-------- Provided records
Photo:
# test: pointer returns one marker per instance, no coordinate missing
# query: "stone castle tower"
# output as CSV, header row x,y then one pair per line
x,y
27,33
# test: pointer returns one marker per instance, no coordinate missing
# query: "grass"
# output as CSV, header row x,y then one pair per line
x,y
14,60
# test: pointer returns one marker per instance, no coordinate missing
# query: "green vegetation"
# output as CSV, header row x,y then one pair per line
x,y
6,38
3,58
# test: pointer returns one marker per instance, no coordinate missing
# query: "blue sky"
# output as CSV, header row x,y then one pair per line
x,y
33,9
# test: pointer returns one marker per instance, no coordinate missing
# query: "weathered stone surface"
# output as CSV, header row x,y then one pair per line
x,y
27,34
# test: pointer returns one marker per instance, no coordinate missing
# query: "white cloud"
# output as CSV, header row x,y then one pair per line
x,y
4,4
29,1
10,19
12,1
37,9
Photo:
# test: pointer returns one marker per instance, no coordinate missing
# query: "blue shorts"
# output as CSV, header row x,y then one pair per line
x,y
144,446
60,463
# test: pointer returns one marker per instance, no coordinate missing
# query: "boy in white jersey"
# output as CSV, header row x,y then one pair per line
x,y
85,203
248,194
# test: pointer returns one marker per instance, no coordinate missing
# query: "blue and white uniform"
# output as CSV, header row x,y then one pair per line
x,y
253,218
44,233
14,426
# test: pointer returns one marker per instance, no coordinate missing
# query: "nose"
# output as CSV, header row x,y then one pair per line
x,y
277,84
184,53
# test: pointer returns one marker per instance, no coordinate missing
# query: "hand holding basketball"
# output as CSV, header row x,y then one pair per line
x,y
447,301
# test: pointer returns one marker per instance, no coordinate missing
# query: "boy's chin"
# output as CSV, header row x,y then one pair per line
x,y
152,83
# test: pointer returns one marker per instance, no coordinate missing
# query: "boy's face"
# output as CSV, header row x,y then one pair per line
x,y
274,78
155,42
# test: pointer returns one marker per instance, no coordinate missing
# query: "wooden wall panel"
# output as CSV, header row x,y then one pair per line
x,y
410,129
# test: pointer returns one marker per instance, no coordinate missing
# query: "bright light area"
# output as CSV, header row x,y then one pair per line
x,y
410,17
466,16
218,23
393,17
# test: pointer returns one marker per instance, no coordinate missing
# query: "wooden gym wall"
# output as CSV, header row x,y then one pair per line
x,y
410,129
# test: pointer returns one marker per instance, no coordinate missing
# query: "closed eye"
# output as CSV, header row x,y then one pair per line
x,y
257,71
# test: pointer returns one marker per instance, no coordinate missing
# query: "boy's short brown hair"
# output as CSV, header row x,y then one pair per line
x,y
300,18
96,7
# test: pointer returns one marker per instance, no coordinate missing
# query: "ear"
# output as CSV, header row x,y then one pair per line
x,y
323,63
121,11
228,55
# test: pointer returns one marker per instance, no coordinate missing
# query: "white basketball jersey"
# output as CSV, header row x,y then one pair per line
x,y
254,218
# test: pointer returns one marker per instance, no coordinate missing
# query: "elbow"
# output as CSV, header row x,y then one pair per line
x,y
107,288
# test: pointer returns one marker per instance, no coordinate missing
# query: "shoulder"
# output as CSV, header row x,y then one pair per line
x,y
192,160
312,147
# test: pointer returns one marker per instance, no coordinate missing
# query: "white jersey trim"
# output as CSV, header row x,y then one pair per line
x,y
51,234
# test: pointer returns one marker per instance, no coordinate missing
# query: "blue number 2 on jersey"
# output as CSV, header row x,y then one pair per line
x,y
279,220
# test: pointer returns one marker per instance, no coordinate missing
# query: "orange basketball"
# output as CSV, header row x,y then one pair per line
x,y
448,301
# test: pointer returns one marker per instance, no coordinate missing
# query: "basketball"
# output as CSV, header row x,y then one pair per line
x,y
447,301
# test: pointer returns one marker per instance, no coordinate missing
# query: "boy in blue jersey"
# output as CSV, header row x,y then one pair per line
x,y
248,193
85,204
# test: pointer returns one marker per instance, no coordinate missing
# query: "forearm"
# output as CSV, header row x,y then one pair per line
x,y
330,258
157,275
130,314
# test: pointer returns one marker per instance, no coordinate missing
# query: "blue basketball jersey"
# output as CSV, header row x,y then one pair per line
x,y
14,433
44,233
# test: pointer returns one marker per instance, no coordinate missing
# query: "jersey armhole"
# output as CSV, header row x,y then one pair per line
----------------
• Stated exercise
Print out every entry, keeping each one exact.

• Solved exercise
Photo:
# test: pointer returns one marker per instance, no coordinate missing
# query: "stone castle tower"
# output as CSV, header row x,y then one pair per line
x,y
27,33
# test: pointer returns one marker per instance, no coordinate missing
# query: "grass"
# output as CSV, header row x,y then one pair per line
x,y
14,60
# test: pointer returns one marker per instance, no coordinate missing
# query: "green vegetation"
# output as CSV, header row x,y then one pair per line
x,y
6,38
3,58
# test: pointer returns one marker per instance, no coordinate missing
# query: "blue sky"
# output as CSV, header row x,y then one pair per line
x,y
33,9
# test: pointer returns one marker per instance, no coordinate missing
# query: "weathered stone surface"
# output as CSV, header row x,y then one pair per line
x,y
27,34
# test: pointer returns one marker per instance, no coordinate missing
# query: "white cloud"
# output as CSV, header row x,y then one pair per line
x,y
4,4
29,1
10,19
12,1
37,9
Photo:
# test: pointer returns one marker per instance, no coordinate missing
# query: "blue shorts"
# output as CSV, header row x,y then one pair per line
x,y
144,446
60,463
# test: pointer returns one marker per instance, no coordinate missing
# query: "boy in white jersey"
# output as CSV, header row x,y then one pair per line
x,y
85,203
248,194
# test: pointer returns one marker per instance, no coordinate missing
# query: "blue and white uniform"
# output as CSV, header row x,y then one pair per line
x,y
253,218
44,233
14,426
# test: pointer returns one marker per instance, no coordinate missing
# query: "nose"
# output as CSV, header row x,y then one pair per line
x,y
277,84
184,53
# test: pointer returns one marker per instance, no coordinate missing
# query: "hand holding basketball"
# output as CSV, header row x,y then one pair per line
x,y
447,301
# test: pointer returns one marker per instance, no coordinate missing
# query: "boy's chin"
# output as CSV, header row x,y then one pair per line
x,y
152,83
# test: pointer returns one marker per instance, no coordinate missing
# query: "boy's face"
# output as CSV, header row x,y then one pair per line
x,y
274,78
155,42
# test: pointer returns one marker per instance, no coordinate missing
# query: "wooden wall panel"
# output as CSV, header row x,y then one pair per line
x,y
410,129
# test: pointer returns one marker per instance, no coordinate missing
# query: "bright light area"
# output as CSV, header row x,y then one pair per line
x,y
410,17
466,16
218,23
393,17
# test: pointer returns one marker per instance, no coordinate missing
# query: "wooden gym wall"
# output as CSV, header row x,y then one pair per line
x,y
410,129
# test: pointer returns one marker per instance, no coordinate missing
# query: "closed eye"
# output as CSV, header row x,y then one pair per line
x,y
257,71
# test: pointer returns one marker per instance, no coordinate missing
# query: "boy's short brown hair"
# output as CSV, header row x,y then one pair per line
x,y
300,18
96,7
# test: pointer returns one marker per instance, no coordinate missing
# query: "ear"
# output as CSV, header row x,y then one pair per line
x,y
323,63
121,11
228,55
# test: pointer returns one marker per instance, no coordinate missing
# query: "white basketball jersey"
# output as CSV, header row x,y then one pair per line
x,y
254,218
# test: pointer returns one marker per instance, no coordinate missing
# query: "elbow"
# output as CSV, header row x,y then one pair per line
x,y
107,288
# test: pointer returns one marker per instance, no coordinate missing
# query: "shoulder"
# output as CSV, header row x,y then one pair per line
x,y
192,160
312,147
# test: pointer returns one marker per instance, no coordinate missing
# query: "white jersey trim"
# output as CSV, header row x,y then one pair per line
x,y
51,234
# test: pointer returns one marker per instance, no coordinate missing
# query: "blue number 2 on jersey"
# output as CSV, header row x,y then one pair per line
x,y
279,220
# test: pointer returns one marker per instance, no coordinate missing
# query: "orange basketball"
# output as CSV, header row x,y then one pair per line
x,y
448,301
# test: pointer returns one marker per instance, no coordinate missing
# query: "basketball"
# output as CSV, header row x,y then one pair per line
x,y
447,301
# test: pointer returns one marker per instance, no coordinate missing
# query: "boy in blue jersey"
# output as CSV, header row x,y then one pair per line
x,y
248,193
85,204
# test: pointer returns one marker per instance, no coordinate missing
# query: "forearm"
# output as CSV, header row x,y then one pair per line
x,y
330,258
157,275
130,314
# test: pointer returns one marker per instance, no coordinate missing
# query: "blue basketball jersey"
# output as CSV, header row x,y then one pair per line
x,y
14,433
44,233
# test: pointer returns one marker per instance, no coordinate missing
# query: "jersey armhole"
# output as CSV, header row x,y then one pair per line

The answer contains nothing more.